=== Problem to solve ===
Beginning with the line that holds "# point at: black long-sleeve" and ending with the last line of the entries, please output each line exactly, apart from any pictures.

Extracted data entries
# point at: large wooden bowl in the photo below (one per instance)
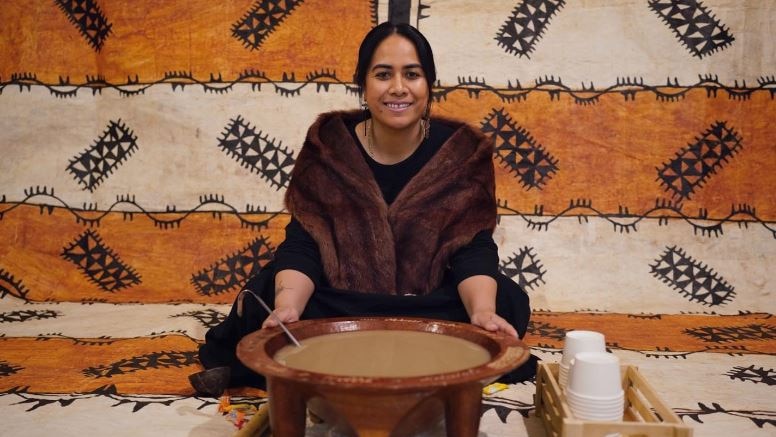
(378, 406)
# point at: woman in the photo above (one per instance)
(392, 214)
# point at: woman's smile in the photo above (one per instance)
(396, 89)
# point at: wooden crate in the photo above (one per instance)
(645, 414)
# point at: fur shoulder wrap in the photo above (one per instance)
(369, 246)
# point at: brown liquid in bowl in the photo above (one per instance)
(383, 353)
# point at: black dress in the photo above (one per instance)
(299, 252)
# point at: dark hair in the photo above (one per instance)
(383, 31)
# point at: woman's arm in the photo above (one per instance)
(478, 294)
(292, 291)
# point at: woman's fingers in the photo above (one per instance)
(492, 322)
(286, 315)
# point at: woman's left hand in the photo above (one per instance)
(490, 321)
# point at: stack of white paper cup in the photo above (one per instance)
(574, 343)
(594, 390)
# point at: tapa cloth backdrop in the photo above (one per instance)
(145, 148)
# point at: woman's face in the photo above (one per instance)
(396, 90)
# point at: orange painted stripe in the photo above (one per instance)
(608, 152)
(150, 38)
(141, 365)
(65, 365)
(165, 259)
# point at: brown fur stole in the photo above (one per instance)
(371, 247)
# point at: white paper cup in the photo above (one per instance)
(581, 341)
(595, 376)
(563, 375)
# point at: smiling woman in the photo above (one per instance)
(393, 213)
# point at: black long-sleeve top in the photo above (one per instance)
(299, 250)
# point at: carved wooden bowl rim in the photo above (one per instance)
(256, 351)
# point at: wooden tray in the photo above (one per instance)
(645, 414)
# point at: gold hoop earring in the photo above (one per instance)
(427, 121)
(365, 108)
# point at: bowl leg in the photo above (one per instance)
(287, 409)
(462, 410)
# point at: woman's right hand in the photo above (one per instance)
(285, 314)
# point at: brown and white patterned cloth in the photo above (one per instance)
(145, 148)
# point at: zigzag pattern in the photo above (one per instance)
(525, 27)
(695, 164)
(757, 375)
(626, 86)
(99, 263)
(694, 26)
(88, 19)
(137, 402)
(261, 20)
(740, 215)
(235, 270)
(257, 152)
(144, 362)
(518, 151)
(11, 286)
(694, 280)
(83, 215)
(524, 267)
(8, 369)
(627, 222)
(25, 315)
(734, 333)
(115, 146)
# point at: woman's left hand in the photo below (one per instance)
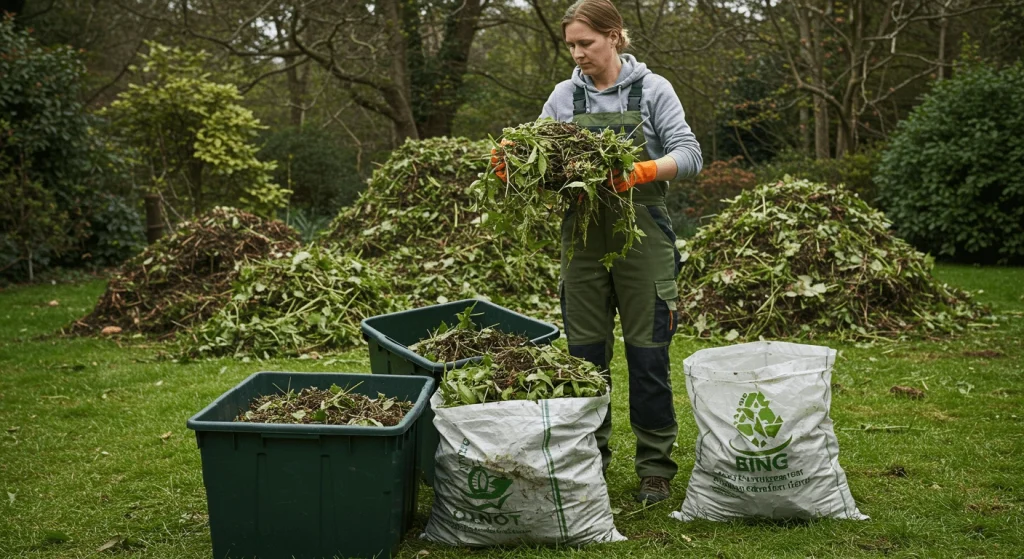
(643, 172)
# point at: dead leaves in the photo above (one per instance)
(907, 392)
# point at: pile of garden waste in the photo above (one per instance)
(304, 305)
(511, 369)
(419, 218)
(185, 277)
(802, 259)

=== The answer ===
# point at: black long-sleeve top in the photo above (one per instance)
(299, 250)
# point at: carved wooden bowl rim in the photo above (one per instance)
(256, 351)
# point at: wooden tray in the photo above (one per instance)
(645, 414)
# point at: gold hoop earring in the photo above (one per instance)
(427, 121)
(365, 108)
# point at: bowl leg in the photo above (one per instance)
(287, 409)
(462, 410)
# point at: woman's right hand in the photo above (one per instance)
(285, 314)
# point at: brown and white patterned cloth in the photo above (one per instance)
(145, 148)
# point at: zigzag pattern in the photo above (one per instance)
(525, 27)
(695, 164)
(757, 375)
(626, 86)
(99, 263)
(694, 26)
(88, 19)
(137, 402)
(261, 20)
(740, 215)
(235, 270)
(257, 152)
(144, 362)
(518, 151)
(11, 286)
(694, 280)
(83, 215)
(524, 267)
(8, 369)
(627, 222)
(25, 315)
(734, 333)
(115, 146)
# point at: woman's left hand in the photo below (one per instance)
(643, 172)
# point at: dead leaves in the photo above (one per instance)
(907, 392)
# point at: pile of garden waste in the photo above (one per instance)
(304, 305)
(511, 369)
(419, 218)
(185, 277)
(802, 259)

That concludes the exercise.